SELECTED TEXT
As a MMA fan, i couldn't care less: the more exciting match-ups, the better.
We can only speculate about a fighter's ability to move up or down in weight, without having big implications on his health and performance.
I just don't wanna see fighters jeopardise their health, just to please the fans and or a certain boss of a certain fighting organisation (doesn't matter wich one that is).

For now, Palhares has a lot of great fights waiting for him at MW. I don't think there is an interest from his to drop down. Especially when he is destroying guys like this. (minus the Marquardt loss of sense).

I will admit though: it would be fun to see some of the WW panic when entering the cage against him. 



ACTAFOOL said:


> god damn! you know hes huge but looking at these pics...holy...henderson looks like a kid next to him...how this man doesnt gass just walking to the octagon is incredible!
> 
> i really dont see how you can escape a sub from this monster...he might be the true jacare...:thumbsup:...i really hate how stupid he was in the marquardt fight...i think that was his fight to lose, or maybe we are hyping him too much
> 
> but a guy with a ground game so dangerous deserves the hype!


Henderson is taller, by 5 inches. That is the main explanation for that pic. Plus, he is a very compact fighter at 185.

Huge back, huge arms and big/wide shoulders give Palhares the strength for his submissions. Once he gets a hold of a limb - it's almost certainly BYE BYE!


----------



## KillerShark1985 (Jan 6, 2010)

ACTAFOOL said:


> god damn! you know hes huge but looking at these pics...holy...henderson looks like a kid next to him...how this man doesnt gass just walking to the octagon is incredible!
> 
> i really dont see how you can escape a sub from this monster...he might be the true jacare...:thumbsup:...i really hate how stupid he was in the marquardt fight...i think that was his fight to lose, or maybe we are hyping him too much
> 
> but a guy with a ground game so dangerous deserves the hype!

SHORT PROBLEM 1
Check each statement against the Palhares thread and answer yes or no, quoting the deciding words: (a) The poster doubts Palhares wants to drop down in weight. (b) Henderson is shorter than Palhares. (c) The poster attributes Palhares's submission strength to his back, arms and shoulders.
SHORT PROBLEM 2
According to the Palhares thread, how much taller is Henderson?
SHORT PROBLEM 3
Proceed with the Palhares thread from its last line, writing the reply that follows the quoted post.
The records that follow are separate from the Palhares thread.

EXTRACTED DATA
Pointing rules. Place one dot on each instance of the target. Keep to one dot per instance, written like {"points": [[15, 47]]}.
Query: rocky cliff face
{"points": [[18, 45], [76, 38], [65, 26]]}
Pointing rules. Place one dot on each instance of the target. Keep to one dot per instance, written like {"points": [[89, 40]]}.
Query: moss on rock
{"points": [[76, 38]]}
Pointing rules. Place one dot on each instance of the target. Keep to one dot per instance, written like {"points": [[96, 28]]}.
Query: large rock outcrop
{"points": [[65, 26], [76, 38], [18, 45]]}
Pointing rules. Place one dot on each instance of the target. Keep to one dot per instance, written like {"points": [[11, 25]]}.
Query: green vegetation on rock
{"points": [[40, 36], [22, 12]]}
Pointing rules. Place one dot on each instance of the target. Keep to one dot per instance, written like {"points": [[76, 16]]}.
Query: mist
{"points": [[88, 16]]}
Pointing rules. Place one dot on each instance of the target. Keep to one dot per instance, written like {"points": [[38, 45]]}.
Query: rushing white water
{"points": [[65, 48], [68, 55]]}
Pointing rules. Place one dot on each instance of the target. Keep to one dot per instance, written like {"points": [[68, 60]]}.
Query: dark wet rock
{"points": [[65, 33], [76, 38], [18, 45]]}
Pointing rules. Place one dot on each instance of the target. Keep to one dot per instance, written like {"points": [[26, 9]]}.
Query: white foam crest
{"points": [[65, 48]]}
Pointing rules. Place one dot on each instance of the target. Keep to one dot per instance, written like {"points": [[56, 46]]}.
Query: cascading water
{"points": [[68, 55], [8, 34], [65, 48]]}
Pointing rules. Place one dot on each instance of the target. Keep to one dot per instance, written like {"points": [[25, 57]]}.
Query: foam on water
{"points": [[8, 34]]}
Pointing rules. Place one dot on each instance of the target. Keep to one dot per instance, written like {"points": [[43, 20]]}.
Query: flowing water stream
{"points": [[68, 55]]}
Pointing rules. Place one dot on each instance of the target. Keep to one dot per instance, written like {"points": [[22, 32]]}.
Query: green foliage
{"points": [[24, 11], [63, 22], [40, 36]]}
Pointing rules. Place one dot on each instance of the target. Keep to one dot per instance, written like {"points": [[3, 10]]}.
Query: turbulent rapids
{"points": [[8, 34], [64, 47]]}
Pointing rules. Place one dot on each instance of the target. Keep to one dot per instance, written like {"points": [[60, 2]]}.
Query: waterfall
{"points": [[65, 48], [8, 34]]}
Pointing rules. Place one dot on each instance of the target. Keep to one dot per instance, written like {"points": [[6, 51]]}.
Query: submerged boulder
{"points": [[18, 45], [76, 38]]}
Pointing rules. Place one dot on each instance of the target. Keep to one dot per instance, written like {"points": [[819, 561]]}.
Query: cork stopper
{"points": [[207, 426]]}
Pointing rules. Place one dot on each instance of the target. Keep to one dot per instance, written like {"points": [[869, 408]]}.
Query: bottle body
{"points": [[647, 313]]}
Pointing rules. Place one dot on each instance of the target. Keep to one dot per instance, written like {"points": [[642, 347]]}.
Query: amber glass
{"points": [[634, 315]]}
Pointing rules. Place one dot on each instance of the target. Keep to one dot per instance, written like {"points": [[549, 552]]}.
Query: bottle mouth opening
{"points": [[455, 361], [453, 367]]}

EXERCISE RESULT 1
(a) Yes: "I don't think there is an interest from his to drop down."
(b) No: "Henderson is taller, by 5 inches."
(c) Yes: "Huge back, huge arms and big/wide shoulders give Palhares the strength for his submissions."

EXERCISE RESULT 2
By 5 inches.

EXERCISE RESULT 3
Not really he fcuking was owning Nate, even in the stand up he had Nate on the back foot, and the worse think still is that not only had be had his mind on the fight would Nate not of got the TKO but he woudl probably not of even gone anywhere near Palhares on the floor had he been set ready to pull guard, Nate would of let him back up to his feel unless he was feeling suicidal.

And further still it a fcuking early stoppage, Palhares was not hurt by Nates GnP on that attack, he was a little surprised but still not even shaken he just sat there took it and just raised him arms like he was about to shoe off an annoying little fly that just flew into his face, had the ref not been so quick to jump in I would of put Palhares seconds away from getting back up to his feet or even pulling Nate straight into another submission from where he was, because Nate was not even phasing him.

Had that fight continued from where it was even after he stopped paying attention, I think it would of been near guaranteed that Palhares would of come back eventually finished Nate.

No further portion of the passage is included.